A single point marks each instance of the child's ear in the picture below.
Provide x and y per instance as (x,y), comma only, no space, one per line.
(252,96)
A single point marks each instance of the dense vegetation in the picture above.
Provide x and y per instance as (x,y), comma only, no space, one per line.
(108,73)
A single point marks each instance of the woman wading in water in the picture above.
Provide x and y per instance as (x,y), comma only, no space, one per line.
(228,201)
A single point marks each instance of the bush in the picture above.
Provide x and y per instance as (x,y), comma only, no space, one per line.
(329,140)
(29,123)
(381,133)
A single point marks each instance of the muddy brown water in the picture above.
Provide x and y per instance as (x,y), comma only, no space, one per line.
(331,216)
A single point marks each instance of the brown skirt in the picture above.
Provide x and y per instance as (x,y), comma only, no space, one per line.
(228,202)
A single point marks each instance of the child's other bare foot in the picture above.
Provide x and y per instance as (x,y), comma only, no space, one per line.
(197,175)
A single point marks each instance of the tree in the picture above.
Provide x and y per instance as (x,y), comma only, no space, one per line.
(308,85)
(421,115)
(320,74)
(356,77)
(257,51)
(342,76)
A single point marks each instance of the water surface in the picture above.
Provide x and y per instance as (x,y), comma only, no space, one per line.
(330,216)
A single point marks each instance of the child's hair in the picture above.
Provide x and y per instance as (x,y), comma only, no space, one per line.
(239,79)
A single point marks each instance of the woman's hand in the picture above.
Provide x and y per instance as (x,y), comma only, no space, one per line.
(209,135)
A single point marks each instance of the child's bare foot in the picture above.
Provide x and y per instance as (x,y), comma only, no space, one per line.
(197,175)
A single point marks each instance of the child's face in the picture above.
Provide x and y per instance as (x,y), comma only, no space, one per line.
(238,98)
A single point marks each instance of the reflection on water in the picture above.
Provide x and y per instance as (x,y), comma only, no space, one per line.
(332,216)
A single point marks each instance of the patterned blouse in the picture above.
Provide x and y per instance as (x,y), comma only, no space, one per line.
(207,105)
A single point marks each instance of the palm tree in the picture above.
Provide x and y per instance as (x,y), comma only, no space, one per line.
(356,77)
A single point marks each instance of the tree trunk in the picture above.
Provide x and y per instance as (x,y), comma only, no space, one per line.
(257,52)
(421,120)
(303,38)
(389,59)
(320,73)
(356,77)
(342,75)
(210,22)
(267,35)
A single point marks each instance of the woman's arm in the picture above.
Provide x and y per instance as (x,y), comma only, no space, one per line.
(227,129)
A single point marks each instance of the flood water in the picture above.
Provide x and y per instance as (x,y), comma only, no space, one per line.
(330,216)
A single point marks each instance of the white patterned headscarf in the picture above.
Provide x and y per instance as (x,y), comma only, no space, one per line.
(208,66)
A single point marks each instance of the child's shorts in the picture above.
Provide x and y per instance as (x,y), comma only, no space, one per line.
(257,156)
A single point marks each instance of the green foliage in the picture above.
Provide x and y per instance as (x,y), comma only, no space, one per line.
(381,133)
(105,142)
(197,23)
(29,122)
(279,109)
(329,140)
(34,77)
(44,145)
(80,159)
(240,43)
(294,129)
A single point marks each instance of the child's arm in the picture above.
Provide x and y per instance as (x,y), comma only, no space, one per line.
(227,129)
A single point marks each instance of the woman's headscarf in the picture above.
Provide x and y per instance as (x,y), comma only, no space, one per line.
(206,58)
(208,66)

### [What you should do]
Extract verbatim every line of the records from the line containing "A single point marks each instance of the child's shorts" through the final line of the records above, both included.

### [Finished task]
A single point marks each instance of the child's shorts in the picture above.
Provide x and y per instance as (x,y), comma only, no space, one per line.
(257,156)
A single point marks each instance of the green foliage in the picture above.
Provide x and y per instance as (x,y), comma only, no space, one per line.
(381,133)
(105,142)
(197,23)
(29,122)
(279,109)
(329,140)
(34,77)
(44,145)
(80,159)
(240,43)
(294,129)
A single point marks each instance of the child's arm in the picture above.
Provide x and y per instance as (x,y), comma only, no space, one per line.
(227,129)
A single point marks each instance of the woman's headscarf in the picture above.
Provide x and y per instance as (x,y), comma only, no space, one per line.
(206,58)
(208,66)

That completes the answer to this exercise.